* **Documenttekst**:
==============================

Beoordeling door het Gerecht

78
Het geschil is ontstaan na afloop van de contractuele verhouding die partijen in 1994 zijn aangegaan, en partijen zijn het oneens over de vraag of het geschil al dan niet binnen het kader van de uitvoering van het derde contract en het eerste aanhangsel daarvan valt. Beide hypothesen moeten achtereenvolgens worden onderzocht.

79
Ingevolge het bepaalde in artikel 238 EG juncto besluit 88/591/EGKS, EEG, Euratom van de Raad van 24 oktober 1988 tot oprichting van een Gerecht van eerste aanleg van de Europese Gemeenschappen (PB L 319, blz. 1), zoals gewijzigd, is het Gerecht slechts krachtens een arbitragebeding bevoegd uitspraak te doen in geschillen van contractuele aard, die door natuurlijke of rechtspersonen bij hem worden aangebracht.

80
Bij gebreke van een dergelijk beding kan het Gerecht geen uitspraak doen op een vordering die voortvloeit uit een contract. Anders zou het zijn rechtsprekende bevoegdheid uitbreiden tot andere geschillen dan die welke ingevolge artikel 240 EG exclusief tot zijn kennisneming behoren, terwijl die bepaling de gewone bevoegdheid inzake geschillen waarbij de Gemeenschap partij is, aan de nationale rechterlijke instanties voorbehoudt (arrest Hof van 21 mei 1987, Rau e.a., 133/85–136/85, Jurispr. blz. 2289, punt 10; beschikking Gerecht van 10 juli 2002, Comitato organizzatore del convegno internazionale/Commissie, T-387/00, Jurispr. blz. II‑3031, punt 37).

81
In casu bevat het derde contract, waarin het geschil volgens de Commissie zijn oorsprong vindt, geen enkel beding dat het Gerecht bevoegd maakt om uitspraak te doen over geschillen betreffende de uitvoering ervan; het verleent die bevoegdheid integendeel uitdrukkelijk aan de rechtbanken te Brussel (zie supra, punt 7).

82
Het Gerecht kan niet zonder het derde contract en het eerste aanhangsel daarvan uit te leggen, bepalen of de betrokken werkzaamheden binnen het contractuele kader vallen. Indien die werkzaamheden vallen binnen het kader van het contract tussen verzoekster en de Commissie, is het Gerecht dus niet bevoegd om het geschil te beslechten, en moet het beroep om die reden worden verworpen.

==============================

* **Gegeven informatie**:
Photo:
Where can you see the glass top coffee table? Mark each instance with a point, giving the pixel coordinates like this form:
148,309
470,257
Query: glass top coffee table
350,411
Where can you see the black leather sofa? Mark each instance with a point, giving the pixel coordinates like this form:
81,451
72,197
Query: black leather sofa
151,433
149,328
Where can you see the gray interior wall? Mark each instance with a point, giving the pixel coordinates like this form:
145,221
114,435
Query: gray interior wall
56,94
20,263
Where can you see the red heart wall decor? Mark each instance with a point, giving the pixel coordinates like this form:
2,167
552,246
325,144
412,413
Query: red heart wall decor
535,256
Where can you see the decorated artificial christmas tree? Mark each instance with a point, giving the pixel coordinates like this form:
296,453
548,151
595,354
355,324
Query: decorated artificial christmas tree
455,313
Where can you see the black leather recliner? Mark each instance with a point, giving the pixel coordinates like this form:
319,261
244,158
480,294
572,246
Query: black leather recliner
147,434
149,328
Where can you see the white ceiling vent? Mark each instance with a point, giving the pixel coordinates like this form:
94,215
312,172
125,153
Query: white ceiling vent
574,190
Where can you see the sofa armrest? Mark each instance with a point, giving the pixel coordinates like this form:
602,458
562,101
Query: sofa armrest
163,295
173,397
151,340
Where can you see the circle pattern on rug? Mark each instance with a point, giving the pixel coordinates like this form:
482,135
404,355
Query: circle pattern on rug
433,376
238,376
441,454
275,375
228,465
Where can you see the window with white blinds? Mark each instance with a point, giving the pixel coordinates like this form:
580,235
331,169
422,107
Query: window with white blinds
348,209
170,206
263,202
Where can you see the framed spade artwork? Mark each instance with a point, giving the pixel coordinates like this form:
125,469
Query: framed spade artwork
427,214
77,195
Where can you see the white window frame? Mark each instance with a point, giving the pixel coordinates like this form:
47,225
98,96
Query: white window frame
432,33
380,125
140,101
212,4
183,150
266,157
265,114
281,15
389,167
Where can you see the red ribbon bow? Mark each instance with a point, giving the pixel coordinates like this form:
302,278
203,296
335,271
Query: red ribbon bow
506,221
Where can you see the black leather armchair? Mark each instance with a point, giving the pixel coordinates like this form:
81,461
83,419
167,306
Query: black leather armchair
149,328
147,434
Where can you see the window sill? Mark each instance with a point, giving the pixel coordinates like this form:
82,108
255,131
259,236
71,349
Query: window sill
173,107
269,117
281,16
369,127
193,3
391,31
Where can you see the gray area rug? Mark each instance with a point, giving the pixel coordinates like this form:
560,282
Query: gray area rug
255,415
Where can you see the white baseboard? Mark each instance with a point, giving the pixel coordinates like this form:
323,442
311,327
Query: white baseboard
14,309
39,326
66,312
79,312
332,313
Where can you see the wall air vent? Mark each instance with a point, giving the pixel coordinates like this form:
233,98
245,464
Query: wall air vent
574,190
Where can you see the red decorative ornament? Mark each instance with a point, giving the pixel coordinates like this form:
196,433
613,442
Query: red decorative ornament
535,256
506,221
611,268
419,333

==============================

* **Opdracht**: Schrijf uit de tekst over de bevoegdheid van het Gerecht het stuk van "Beoordeling door het" tot en met "hem worden aangebracht." woord voor woord over.

* **Uitgewerkte oplossing**:
Beoordeling door het Gerecht

78
Het geschil is ontstaan na afloop van de contractuele verhouding die partijen in 1994 zijn aangegaan, en partijen zijn het oneens over de vraag of het geschil al dan niet binnen het kader van de uitvoering van het derde contract en het eerste aanhangsel daarvan valt. Beide hypothesen moeten achtereenvolgens worden onderzocht.

79
Ingevolge het bepaalde in artikel 238 EG juncto besluit 88/591/EGKS, EEG, Euratom van de Raad van 24 oktober 1988 tot oprichting van een Gerecht van eerste aanleg van de Europese Gemeenschappen (PB L 319, blz. 1), zoals gewijzigd, is het Gerecht slechts krachtens een arbitragebeding bevoegd uitspraak te doen in geschillen van contractuele aard, die door natuurlijke of rechtspersonen bij hem worden aangebracht.